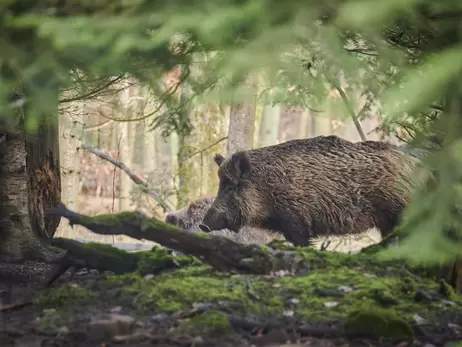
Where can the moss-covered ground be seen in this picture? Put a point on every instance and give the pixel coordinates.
(367, 296)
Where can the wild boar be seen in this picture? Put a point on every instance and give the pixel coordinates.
(313, 188)
(191, 216)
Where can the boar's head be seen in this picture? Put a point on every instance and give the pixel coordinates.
(237, 197)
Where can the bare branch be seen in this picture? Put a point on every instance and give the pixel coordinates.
(351, 111)
(208, 147)
(134, 177)
(93, 92)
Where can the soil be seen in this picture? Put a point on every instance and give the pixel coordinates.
(21, 283)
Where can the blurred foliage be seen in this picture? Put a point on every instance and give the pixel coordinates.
(405, 56)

- EXERCISE BRIEF:
Copy each line of the records precisely and drop any images they hold.

- EXPECTED ANSWER:
Where can the moss-covered ground be seen in this picture? Put a point on every instance and give the pixel coordinates.
(367, 296)
Where can the wild boar be seen in this picture? Put a point on every instance and give the pixel coordinates.
(313, 188)
(191, 216)
Where can the boar's head be seen in this picture? Put a point on every instance and give the pixel coordinates.
(237, 197)
Where can the bare branch be seen in this picture? Put a point on every instance and give the pixel coordinates.
(351, 111)
(208, 147)
(134, 177)
(93, 92)
Where can the soil be seen in this picture? Put a point on every instance and give the pixel coordinates.
(21, 283)
Where can the blurred foliage be seen in this picture? Put a point on every instance and give the pixel coordinates.
(405, 56)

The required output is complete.